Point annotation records
-*-*-
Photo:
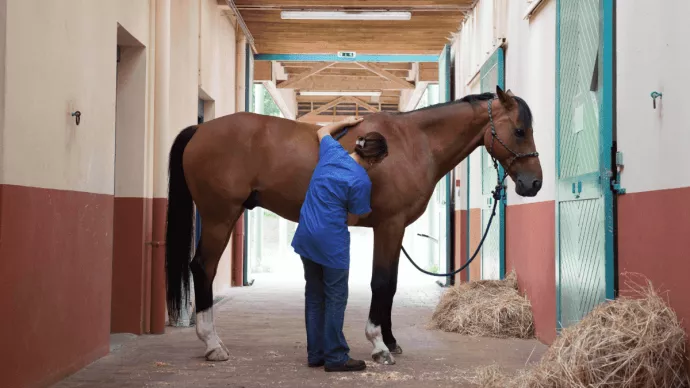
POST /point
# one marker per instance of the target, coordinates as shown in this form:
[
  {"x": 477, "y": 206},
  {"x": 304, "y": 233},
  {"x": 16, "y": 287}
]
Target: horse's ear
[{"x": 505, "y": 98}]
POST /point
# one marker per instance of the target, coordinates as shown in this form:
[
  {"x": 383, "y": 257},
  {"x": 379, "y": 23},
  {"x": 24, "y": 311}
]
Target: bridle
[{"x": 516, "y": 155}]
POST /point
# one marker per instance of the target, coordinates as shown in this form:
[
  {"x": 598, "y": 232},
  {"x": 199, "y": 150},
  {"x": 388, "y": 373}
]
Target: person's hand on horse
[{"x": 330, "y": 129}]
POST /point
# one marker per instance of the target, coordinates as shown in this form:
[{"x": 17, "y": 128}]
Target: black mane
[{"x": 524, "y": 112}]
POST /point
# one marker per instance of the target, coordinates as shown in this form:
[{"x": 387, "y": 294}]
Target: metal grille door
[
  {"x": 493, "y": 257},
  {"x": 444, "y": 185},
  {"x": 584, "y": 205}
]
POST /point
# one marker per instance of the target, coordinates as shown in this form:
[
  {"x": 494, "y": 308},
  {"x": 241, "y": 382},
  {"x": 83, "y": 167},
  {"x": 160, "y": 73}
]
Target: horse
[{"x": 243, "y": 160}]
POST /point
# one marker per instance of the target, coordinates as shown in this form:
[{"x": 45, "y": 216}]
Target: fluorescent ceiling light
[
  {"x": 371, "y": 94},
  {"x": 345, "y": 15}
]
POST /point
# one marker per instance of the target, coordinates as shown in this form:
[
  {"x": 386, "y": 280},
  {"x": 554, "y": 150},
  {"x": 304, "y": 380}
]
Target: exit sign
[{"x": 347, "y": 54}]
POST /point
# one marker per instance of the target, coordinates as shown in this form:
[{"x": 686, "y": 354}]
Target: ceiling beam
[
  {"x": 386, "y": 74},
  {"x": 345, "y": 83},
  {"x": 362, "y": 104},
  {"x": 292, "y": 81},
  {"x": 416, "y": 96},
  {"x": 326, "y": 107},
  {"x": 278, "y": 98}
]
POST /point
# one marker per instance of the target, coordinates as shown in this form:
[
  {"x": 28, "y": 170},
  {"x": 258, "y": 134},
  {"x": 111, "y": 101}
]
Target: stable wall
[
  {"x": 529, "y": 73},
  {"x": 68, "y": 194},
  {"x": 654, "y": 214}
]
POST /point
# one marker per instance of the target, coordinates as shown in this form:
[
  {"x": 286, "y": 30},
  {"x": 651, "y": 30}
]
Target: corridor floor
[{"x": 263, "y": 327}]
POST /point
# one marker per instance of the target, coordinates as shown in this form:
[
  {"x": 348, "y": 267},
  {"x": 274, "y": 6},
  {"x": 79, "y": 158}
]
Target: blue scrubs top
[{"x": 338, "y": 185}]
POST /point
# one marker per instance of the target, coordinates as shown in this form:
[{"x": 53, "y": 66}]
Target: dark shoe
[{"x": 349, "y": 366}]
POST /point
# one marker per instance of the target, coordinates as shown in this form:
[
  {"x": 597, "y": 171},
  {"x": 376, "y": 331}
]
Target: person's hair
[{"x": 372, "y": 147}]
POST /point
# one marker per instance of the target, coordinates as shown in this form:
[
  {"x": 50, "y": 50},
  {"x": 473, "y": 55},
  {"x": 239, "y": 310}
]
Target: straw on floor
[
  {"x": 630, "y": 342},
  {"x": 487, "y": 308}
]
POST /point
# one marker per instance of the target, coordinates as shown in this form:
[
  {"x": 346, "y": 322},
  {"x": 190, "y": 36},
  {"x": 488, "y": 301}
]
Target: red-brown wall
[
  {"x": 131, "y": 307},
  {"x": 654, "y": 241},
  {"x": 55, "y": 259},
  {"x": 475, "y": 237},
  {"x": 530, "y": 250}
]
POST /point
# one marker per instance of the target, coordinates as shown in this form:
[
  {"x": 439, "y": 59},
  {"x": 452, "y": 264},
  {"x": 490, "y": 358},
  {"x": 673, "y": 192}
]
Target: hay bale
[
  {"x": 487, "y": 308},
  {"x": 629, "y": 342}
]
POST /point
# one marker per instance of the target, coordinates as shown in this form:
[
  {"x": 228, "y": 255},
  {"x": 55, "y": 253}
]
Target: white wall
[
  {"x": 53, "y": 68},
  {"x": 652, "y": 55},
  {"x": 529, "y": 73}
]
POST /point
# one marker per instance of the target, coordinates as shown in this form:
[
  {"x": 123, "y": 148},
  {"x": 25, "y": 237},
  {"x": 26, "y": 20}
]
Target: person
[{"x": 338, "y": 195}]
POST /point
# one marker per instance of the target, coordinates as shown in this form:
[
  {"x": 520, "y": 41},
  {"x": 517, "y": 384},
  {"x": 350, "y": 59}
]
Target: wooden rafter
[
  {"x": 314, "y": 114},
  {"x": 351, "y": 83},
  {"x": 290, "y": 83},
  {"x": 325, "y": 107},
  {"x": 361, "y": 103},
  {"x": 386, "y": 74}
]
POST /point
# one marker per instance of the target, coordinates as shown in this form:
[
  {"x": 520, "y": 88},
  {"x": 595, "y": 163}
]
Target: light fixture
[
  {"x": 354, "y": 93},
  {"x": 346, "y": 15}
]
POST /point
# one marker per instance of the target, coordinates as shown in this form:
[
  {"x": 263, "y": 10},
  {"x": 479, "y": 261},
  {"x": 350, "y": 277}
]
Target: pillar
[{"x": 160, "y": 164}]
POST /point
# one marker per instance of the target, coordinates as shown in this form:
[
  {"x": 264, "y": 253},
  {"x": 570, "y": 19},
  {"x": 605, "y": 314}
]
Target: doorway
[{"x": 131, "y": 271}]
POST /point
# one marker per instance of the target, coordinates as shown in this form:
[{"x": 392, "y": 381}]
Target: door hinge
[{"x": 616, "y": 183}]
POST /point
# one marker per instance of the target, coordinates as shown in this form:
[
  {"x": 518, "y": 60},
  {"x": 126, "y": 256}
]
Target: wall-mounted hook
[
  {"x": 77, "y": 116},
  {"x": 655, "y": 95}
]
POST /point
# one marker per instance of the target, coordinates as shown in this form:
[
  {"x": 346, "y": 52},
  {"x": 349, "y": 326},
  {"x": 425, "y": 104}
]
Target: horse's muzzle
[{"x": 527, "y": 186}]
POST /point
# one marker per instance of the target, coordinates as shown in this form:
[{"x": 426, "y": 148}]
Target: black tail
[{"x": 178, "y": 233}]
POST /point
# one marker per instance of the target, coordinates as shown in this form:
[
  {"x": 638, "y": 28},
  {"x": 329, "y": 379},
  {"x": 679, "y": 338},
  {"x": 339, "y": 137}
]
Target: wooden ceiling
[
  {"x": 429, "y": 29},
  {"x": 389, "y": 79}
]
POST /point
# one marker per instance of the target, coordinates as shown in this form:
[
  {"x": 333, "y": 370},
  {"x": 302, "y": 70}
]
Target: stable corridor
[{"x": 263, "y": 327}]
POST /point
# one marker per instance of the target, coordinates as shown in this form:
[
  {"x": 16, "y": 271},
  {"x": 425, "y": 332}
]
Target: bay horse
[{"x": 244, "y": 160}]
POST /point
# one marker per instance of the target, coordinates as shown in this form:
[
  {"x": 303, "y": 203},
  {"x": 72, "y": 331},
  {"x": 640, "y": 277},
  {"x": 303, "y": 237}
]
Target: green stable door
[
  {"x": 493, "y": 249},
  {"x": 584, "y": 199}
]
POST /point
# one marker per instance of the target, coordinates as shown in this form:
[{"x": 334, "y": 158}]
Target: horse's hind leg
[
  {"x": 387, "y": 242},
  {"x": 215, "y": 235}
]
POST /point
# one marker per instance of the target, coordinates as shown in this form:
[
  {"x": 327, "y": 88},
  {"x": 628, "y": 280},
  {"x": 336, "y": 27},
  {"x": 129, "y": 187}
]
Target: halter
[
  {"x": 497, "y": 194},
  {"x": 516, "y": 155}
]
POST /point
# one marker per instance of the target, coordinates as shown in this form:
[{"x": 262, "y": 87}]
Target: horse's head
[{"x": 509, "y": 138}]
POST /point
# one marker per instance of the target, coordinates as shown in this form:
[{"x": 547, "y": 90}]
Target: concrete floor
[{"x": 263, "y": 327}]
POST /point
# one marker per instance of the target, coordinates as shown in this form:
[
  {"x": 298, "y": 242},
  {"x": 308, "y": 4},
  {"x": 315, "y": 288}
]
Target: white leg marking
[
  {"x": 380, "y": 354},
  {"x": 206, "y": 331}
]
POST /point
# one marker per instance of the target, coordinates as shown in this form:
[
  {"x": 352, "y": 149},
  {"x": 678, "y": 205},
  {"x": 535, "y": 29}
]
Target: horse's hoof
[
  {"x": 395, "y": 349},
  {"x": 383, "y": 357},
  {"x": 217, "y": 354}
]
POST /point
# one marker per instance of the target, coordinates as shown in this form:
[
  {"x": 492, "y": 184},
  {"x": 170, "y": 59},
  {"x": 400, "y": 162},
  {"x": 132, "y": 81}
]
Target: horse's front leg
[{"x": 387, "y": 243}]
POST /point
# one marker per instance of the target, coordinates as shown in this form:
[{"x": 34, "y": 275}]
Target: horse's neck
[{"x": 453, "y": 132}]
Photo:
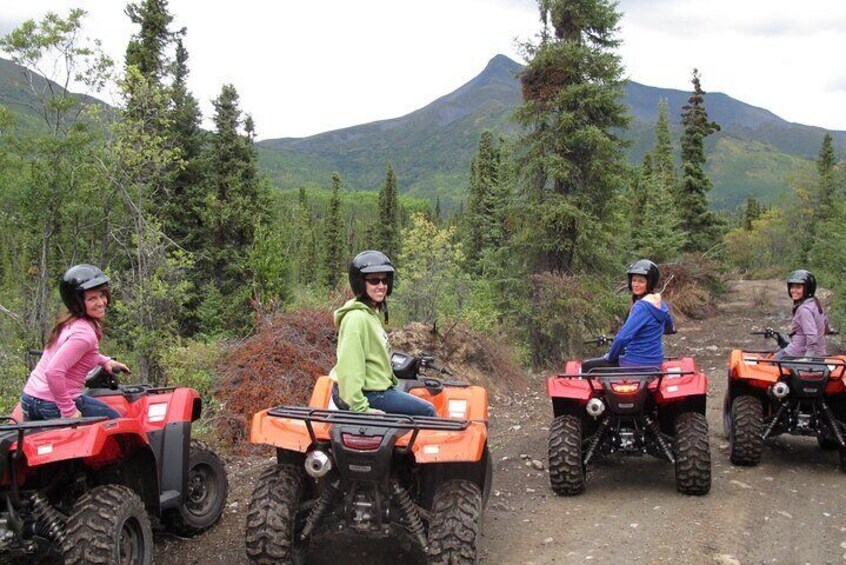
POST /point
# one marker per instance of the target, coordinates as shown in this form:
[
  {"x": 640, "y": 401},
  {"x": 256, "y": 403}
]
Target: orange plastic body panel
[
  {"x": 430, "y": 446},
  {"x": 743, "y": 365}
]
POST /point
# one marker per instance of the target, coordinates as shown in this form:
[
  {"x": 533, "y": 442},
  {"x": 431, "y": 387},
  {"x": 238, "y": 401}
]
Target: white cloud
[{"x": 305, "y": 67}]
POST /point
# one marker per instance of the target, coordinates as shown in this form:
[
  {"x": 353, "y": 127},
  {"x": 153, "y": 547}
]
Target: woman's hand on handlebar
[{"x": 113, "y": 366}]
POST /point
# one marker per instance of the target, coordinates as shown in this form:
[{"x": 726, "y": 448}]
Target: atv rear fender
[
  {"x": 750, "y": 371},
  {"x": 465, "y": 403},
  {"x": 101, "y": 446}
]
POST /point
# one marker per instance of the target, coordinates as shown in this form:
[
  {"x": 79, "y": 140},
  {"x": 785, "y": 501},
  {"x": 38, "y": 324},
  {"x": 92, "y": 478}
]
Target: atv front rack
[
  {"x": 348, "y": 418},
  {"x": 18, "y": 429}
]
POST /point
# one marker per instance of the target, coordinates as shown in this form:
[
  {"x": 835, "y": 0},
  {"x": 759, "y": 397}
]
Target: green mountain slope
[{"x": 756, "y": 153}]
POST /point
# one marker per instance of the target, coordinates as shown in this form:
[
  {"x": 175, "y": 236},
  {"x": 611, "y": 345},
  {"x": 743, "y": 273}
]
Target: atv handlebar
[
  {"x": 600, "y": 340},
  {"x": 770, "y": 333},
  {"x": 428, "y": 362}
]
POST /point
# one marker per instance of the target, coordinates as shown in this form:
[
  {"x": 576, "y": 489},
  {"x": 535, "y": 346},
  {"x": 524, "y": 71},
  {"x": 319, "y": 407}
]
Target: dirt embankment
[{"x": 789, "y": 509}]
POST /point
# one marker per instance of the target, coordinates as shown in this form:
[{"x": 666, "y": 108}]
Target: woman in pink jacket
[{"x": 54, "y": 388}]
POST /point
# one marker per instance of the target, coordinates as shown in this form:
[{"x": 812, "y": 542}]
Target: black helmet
-*-*-
Pull out every line in the entries above that contains the word "person", and copy each one in full.

THE RESULT »
Target: person's hand on horse
Target: person's hair
Target: person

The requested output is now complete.